* [WHAT TO WORK ON]
**a.** Name every author of the R package SpadeR mentioned in the MeanRarity documentation excerpt.
**b.** Extend the MeanRarity documentation excerpt, picking up right after its final line.

----- SOURCE EXTRACT

MeanRarity: Hill Diversity Estimation and Visualization

Documented in Bt_prob_abu Chao_Hill_abu Chat.Ind

#' Estimate sample coverage
#'
#' Computes Chao and Jost 2012's estimate of sample coverage, assuming that
#' individuals are independently and randomly sampled. This function computes
#' rarefaction and extrapolation estimates of coverage given an integer sample
#' size \code{m}. We modified the source code to default to observed sample size
#' for convenience, and so that parameter names matched analogous use elsewhere
#' in the `MeanRarity` package. This function is copied directly from
#' `SpadeR:::Chat.Ind()` from the R package SpadeR 0.1.1 by Anne Chao, K. H. Ma,
#' T. C. Hsieh and Chun-Huo Chiu.

----------
----- DATA LINES

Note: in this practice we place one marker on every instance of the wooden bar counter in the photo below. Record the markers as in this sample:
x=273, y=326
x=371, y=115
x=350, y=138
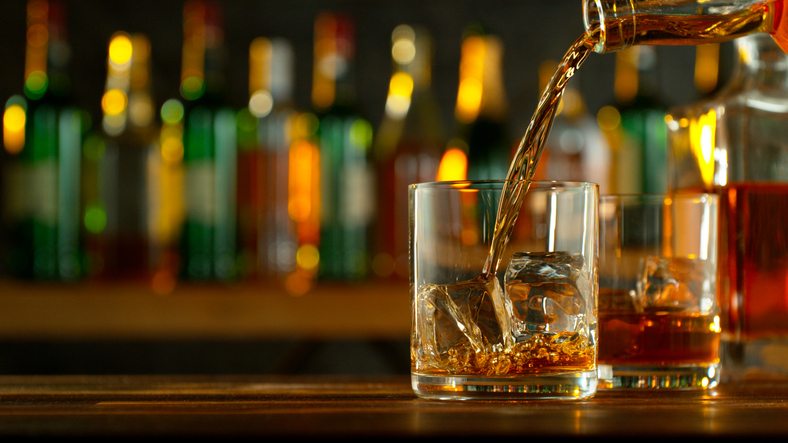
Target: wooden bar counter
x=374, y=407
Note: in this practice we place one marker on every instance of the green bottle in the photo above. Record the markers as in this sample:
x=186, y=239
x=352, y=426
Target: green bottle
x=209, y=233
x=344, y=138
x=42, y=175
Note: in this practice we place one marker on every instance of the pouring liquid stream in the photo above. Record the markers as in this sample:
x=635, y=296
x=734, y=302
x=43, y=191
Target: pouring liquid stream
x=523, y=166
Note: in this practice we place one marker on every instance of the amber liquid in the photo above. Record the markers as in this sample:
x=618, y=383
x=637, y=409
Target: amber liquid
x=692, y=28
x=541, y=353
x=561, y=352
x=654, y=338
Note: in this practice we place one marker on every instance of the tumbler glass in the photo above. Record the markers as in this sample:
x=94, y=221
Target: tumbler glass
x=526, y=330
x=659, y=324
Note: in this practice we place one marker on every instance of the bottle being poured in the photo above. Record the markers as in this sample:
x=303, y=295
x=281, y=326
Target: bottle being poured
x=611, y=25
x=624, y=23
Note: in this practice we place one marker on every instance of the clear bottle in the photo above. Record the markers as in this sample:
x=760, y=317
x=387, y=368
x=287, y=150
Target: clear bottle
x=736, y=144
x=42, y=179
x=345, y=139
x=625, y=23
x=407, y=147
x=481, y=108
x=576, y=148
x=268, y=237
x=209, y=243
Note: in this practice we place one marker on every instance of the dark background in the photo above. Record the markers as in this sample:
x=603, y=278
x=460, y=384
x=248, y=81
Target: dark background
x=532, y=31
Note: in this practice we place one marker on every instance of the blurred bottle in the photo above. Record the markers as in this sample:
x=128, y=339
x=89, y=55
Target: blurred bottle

----------

* [SOLVED PROBLEMS]
**a.** Anne Chao, K. H. Ma, T. C. Hsieh, Chun-Huo Chiu

**b.**
#'
#' @importFrom Rdpack reprompt
#' @references \insertRef{Chao2012a}{MeanRarity}
#'
#' @return Scalar between 0 and 1, estimated sample coverage.
#'
#' @template ab_template
#' @param m Scalar, sample size at which to estimate coverage.
#'
#' @export
#'
#' @examples
#'
#' # generate sample
#' abs <- sample_infinite(fit_SAD(rich = 50, simpson = 20)[[3]], 150)
#'
#' # estimate coverage of sample
#' Chat.Ind(abs)
#'
#' # estimate coverage under rarefaction
#' Chat.Ind(abs, m = 100)

Chat.Ind = function(ab, m = sum(ab)){ #modification was to default m to observed sample size, params match package idioms

  x <- ab[ab > 0] #edited to use ab instead of x
  n <- sum(x)
  f1 <- sum(x == 1)
  f2 <- sum(x == 2)
  if (f1 > 0 & f2 > 0) {
    a = (n - 1) * f1/((n - 1) * f1 + 2 * f2)
  }
  if (f1 > 1 & f2 == 0) {
    a = (n - 1) * (f1 - 1)/((n - 1) * (f1 - 1) + 2)
  }
  if (f1 == 1 & f2 == 0) {
    a = 0
  }
  if (f1 == 0) {
    a = 0
  }
  Sub <- function(m) {
    if (m < n)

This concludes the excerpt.